### A run of records
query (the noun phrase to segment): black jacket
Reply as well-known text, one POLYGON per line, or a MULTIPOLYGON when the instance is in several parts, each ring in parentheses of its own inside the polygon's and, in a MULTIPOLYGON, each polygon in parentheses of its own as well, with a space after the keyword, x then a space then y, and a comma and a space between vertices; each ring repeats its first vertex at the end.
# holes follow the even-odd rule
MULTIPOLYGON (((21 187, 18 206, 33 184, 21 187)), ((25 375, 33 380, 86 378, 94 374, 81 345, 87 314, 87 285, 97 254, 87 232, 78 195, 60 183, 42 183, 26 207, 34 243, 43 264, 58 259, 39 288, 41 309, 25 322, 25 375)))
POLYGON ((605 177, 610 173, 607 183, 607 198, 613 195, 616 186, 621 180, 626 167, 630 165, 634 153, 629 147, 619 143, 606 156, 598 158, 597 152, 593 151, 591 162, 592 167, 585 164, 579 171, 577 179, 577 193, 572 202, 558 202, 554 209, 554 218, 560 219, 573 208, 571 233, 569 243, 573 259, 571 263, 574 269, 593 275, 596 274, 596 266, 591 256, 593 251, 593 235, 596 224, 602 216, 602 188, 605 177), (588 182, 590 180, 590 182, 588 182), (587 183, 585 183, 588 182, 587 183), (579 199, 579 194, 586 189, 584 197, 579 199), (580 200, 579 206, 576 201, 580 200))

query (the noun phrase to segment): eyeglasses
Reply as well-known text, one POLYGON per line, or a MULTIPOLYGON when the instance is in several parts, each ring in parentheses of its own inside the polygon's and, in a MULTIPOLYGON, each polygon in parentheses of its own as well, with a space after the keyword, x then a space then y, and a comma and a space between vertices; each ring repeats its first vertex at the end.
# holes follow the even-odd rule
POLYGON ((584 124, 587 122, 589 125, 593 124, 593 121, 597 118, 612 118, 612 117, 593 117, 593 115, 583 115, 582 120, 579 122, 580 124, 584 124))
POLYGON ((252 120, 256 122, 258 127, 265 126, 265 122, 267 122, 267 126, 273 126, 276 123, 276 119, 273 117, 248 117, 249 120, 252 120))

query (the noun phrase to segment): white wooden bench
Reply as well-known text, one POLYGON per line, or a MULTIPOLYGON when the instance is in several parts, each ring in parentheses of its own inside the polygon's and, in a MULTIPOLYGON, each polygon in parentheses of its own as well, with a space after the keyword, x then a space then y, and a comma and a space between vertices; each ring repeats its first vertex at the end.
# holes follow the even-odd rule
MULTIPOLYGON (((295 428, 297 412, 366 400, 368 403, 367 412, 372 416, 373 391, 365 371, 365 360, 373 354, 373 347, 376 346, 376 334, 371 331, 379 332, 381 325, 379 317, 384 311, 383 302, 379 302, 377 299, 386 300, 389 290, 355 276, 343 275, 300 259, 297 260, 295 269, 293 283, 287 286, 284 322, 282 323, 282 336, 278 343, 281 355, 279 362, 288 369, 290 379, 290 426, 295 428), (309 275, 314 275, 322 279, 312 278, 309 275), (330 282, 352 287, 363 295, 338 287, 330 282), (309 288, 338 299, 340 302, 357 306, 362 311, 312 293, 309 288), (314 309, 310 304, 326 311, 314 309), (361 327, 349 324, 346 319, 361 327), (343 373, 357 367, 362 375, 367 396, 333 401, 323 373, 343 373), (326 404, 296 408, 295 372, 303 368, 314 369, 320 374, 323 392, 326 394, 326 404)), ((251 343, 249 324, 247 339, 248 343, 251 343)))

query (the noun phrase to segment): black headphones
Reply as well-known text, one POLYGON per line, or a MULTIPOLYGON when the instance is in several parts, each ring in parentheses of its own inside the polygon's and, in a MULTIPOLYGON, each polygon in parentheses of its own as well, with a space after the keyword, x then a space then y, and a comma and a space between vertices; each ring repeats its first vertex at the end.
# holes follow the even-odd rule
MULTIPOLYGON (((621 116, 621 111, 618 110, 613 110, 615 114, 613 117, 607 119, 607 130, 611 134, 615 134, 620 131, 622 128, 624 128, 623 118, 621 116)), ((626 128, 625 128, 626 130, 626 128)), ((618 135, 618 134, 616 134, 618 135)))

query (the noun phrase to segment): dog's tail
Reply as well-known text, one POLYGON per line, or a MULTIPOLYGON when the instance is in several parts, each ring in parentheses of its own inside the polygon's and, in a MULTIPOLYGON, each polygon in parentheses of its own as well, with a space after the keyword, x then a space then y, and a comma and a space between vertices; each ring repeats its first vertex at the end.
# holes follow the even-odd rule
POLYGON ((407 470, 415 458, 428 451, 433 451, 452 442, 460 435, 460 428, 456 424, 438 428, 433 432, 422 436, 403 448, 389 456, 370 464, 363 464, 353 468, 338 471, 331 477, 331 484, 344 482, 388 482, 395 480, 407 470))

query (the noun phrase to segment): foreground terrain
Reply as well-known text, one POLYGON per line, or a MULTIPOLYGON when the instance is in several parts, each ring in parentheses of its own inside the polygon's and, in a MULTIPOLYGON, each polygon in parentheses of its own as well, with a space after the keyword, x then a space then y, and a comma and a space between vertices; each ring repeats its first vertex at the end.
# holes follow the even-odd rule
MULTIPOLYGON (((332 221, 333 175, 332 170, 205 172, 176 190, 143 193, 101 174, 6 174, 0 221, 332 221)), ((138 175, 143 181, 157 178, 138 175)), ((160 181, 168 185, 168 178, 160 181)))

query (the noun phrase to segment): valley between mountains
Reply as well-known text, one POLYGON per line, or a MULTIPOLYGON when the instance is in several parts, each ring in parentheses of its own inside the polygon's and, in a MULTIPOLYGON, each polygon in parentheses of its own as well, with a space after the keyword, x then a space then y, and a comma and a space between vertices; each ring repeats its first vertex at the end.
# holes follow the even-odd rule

### WHAT YOU HAVE TO DO
Repeat all of the entries exactly.

### ANSWER BELOW
query (the noun phrase to segment): black jacket
Reply as well-known text, one POLYGON per line, or a MULTIPOLYGON when the instance is in several parts, each ring in parentheses of its own inside the polygon's and, in a MULTIPOLYGON, each polygon in parentheses of its own as well, with a space after the keyword, x then a space then y, and a comma and a space between vertices; each ring repeats its first vertex at the end.
# holes follow the even-odd rule
MULTIPOLYGON (((21 187, 18 206, 33 184, 21 187)), ((25 375, 33 380, 86 378, 94 374, 81 345, 87 314, 87 285, 97 254, 87 232, 78 195, 60 183, 42 183, 26 207, 34 243, 43 264, 58 259, 39 288, 41 309, 25 322, 25 375)))
POLYGON ((605 177, 610 173, 607 183, 607 198, 613 195, 616 186, 621 180, 626 167, 630 165, 634 153, 629 147, 619 143, 606 156, 598 158, 597 152, 593 151, 591 162, 592 167, 585 164, 579 171, 577 179, 577 193, 572 202, 558 202, 554 209, 554 218, 560 219, 573 208, 571 233, 569 243, 573 259, 571 263, 574 269, 593 275, 596 274, 596 266, 591 256, 593 251, 593 235, 596 224, 602 216, 602 188, 605 177), (588 182, 590 180, 590 182, 588 182), (587 183, 585 183, 588 182, 587 183), (579 199, 579 194, 586 189, 584 197, 579 199), (580 200, 579 206, 576 201, 580 200))

query (the noun phrase to segment): eyeglasses
Reply as well-known text, one POLYGON per line, or a MULTIPOLYGON when the instance is in several parts, each ring in parentheses of its own inside the polygon's and, in a MULTIPOLYGON, each polygon in parentheses of its own as well, with a space after the keyword, x then a space then y, and a comma and a space between vertices; each ring repeats its first vertex at the end.
# holes follow the even-odd rule
POLYGON ((584 124, 587 122, 589 125, 593 124, 593 121, 597 118, 612 118, 612 117, 593 117, 593 115, 583 115, 582 120, 579 122, 580 124, 584 124))
POLYGON ((252 120, 256 122, 258 127, 265 126, 265 122, 267 122, 267 126, 273 126, 276 123, 276 119, 273 117, 248 117, 249 120, 252 120))

query (the noun phrase to segment): white wooden bench
Reply as well-known text, one POLYGON per line, or a MULTIPOLYGON when the instance is in several parts, each ring in parentheses of its own inside the polygon's and, in a MULTIPOLYGON, each polygon in parentheses of its own as well, with a space after the keyword, x then a space then y, and a comma and a space between vertices; each ring repeats its first vertex at the end.
# holes follow the even-odd rule
MULTIPOLYGON (((295 428, 297 412, 366 400, 368 403, 367 412, 372 416, 373 391, 365 371, 365 360, 373 354, 373 347, 376 346, 376 334, 371 331, 379 332, 381 325, 379 317, 384 311, 383 302, 379 302, 377 299, 386 300, 389 290, 355 276, 343 275, 300 259, 297 260, 295 269, 293 283, 287 286, 284 322, 282 323, 282 336, 278 343, 281 355, 279 362, 288 369, 290 379, 290 426, 295 428), (309 275, 314 275, 322 279, 312 278, 309 275), (330 282, 352 287, 363 295, 338 287, 330 282), (309 288, 338 299, 340 302, 357 306, 362 311, 312 293, 309 288), (314 309, 310 304, 326 311, 314 309), (361 327, 349 324, 346 319, 361 327), (343 373, 357 367, 362 375, 367 396, 333 401, 323 373, 343 373), (326 404, 296 408, 295 372, 303 368, 314 369, 320 374, 323 392, 326 394, 326 404)), ((251 343, 249 324, 247 339, 248 343, 251 343)))

query (the noun phrase to segment): black headphones
Reply as well-known text, one POLYGON per line, or a MULTIPOLYGON when the instance is in several parts, each ring in parentheses of its own inside the polygon's and, in a MULTIPOLYGON, each polygon in parentheses of its own as well, with a space after the keyword, x then a space then y, and a comma and a space between vertices; each ring repeats its first vertex at the end.
# holes follow the even-odd rule
MULTIPOLYGON (((621 116, 621 111, 618 110, 613 110, 615 114, 613 117, 607 119, 607 130, 611 134, 615 134, 620 131, 622 128, 624 128, 623 118, 621 116)), ((626 128, 625 128, 626 130, 626 128)), ((618 135, 618 134, 616 134, 618 135)))

query (the noun phrase to segment): dog's tail
Reply as well-known text, one POLYGON per line, or a MULTIPOLYGON when the instance is in several parts, each ring in parentheses of its own inside the polygon's and, in a MULTIPOLYGON, each polygon in parentheses of its own as well, with a space after the keyword, x then a space then y, and a comma and a space between vertices; each ring repeats its first vertex at the end.
# holes follow the even-odd rule
POLYGON ((407 470, 415 458, 428 451, 433 451, 452 442, 460 435, 460 428, 456 424, 438 428, 433 432, 422 436, 403 448, 389 456, 370 464, 363 464, 353 468, 338 471, 331 477, 331 484, 344 482, 388 482, 395 480, 407 470))

query (the noun phrase to segment): foreground terrain
Reply as well-known text, one POLYGON per line, or a MULTIPOLYGON when the instance is in several parts, each ring in parentheses of its own inside the polygon's and, in a MULTIPOLYGON, each polygon in parentheses of its own as well, with a space after the keyword, x then a space then y, and a comma and a space between vertices; each ring repeats its first vertex at the end.
# holes follow the even-odd rule
MULTIPOLYGON (((332 221, 333 175, 332 170, 205 172, 176 190, 143 193, 101 174, 6 174, 0 221, 332 221)), ((138 175, 143 181, 157 178, 138 175)), ((160 181, 168 185, 168 178, 160 181)))

query (the noun phrase to segment): valley between mountains
Reply as well-known text, one POLYGON per line, or a MULTIPOLYGON when the instance is in several parts, each ring in parentheses of its own inside the polygon's and, in a MULTIPOLYGON, each polygon in parentheses of its own as well, with a space after the keyword, x then a space then y, and a comma and a space between vertices; each ring repeats its first vertex at the end.
# holes follow the even-odd rule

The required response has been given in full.